> [Ejercicios propuestos]:
1) Reproduce sin cambios el tramo del artículo sobre el Valle de los Caídos que va desde "Jorge de Esteban-El" hasta "la Carta Magna.".
2) Retoma el artículo sobre el Valle de los Caídos justo después de su última oración y continúa la redacción.

Jorge de Esteban-El Mundo
El autor cree que mantener al dictador y a Primo de Rivera en la Basílica, «dos políticos que todavía dividen», es una aberración democrática, más en el año en el que se celebra el 40 aniversario de la Carta Magna.
EN MARZO de 2001, el fundamentalismo religioso que había asumido el Gobierno islámico ultra-ortodoxo de los talibanes, a la sazón en el poder en Afganistán, mandó dinamitar la cabeza y cuerpo de la mayor estatua de Buda existente en el mundo. Con una altura de 55 metros, tallada en la roca de una montaña, hubo necesidad de emplear grandes cantidades de dinamita y hasta misiles antiaéreos para destruirla. Todos los intentos que se hicieron, principalmente del mundo occidental, para salvar esa impresionante muestra de la historia del arte, fracasaron rotundamente.
En aquella época, los talibanes llevaron a cabo la destrucción de gran parte de las estatuas preislámicas del país, porque creían fanáticamente que contravenían la fe islámica, que no permite la reproducción de ídolos. En otras palabras, era una prueba más de la irracionalidad de los humanos y de los males que causan las religiones cuando son intolerantes con otras creencias. Pero no solo las religiones, pues también hay ideologías que concebidas de forma dogmática pueden producir los mismos disparates. A mi juicio, haber construido los monumentos del Valle de los Caídos es fruto de una mente megalómana, muy semejante a la que poseían los faraones de Egipto. Dicha idea la expuso Franco con motivo del primer desfile de la Victoria en el año 1940, a fin de erigir un monumento en homenaje a los que habían perdido su vida luchando contra la República y probablemente con la idea enfermiza de ser enterrado también él mismo allí. Ahora bien, a pesar de este origen espurio, la obra faraónica está ahí y, como es lógico, hay gente a la que le gusta y gente a la que no, pero sea lo que sea merece la pena ir a verlo para comprender mejor lo que fue el régimen de Franco y la persona que gobernó España durante casi cuatro décadas.

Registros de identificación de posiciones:
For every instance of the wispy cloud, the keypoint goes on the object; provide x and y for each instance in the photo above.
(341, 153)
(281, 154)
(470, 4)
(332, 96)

> [Soluciones]:
1)
Jorge de Esteban-El Mundo
El autor cree que mantener al dictador y a Primo de Rivera en la Basílica, «dos políticos que todavía dividen», es una aberración democrática, más en el año en el que se celebra el 40 aniversario de la Carta Magna.

2)
Sea como fuere, no se puede aceptar el deseo paranoico de imitar a los talibanes y querer destruir este conjunto monumental, según se desprende de una proposición de ley presentada por IU, en la que se exige, además de la exhumación de los restos de Franco y de que se atiendan otras reivindicaciones utópicas, la demolición de los elementos «incompatibles con un Estado democrático». Por supuesto, yo estoy a favor desde hace muchos años de que los restos de Franco y de José Antonio Primo de Rivera sean trasladados a sepulturas privadas, porque no tiene ningún sentido que permanezcan en una sede perteneciente a Patrimonio Nacional. Se trata de dos políticos que todavía poseen la capacidad de dividir y movilizar a una parte de españoles.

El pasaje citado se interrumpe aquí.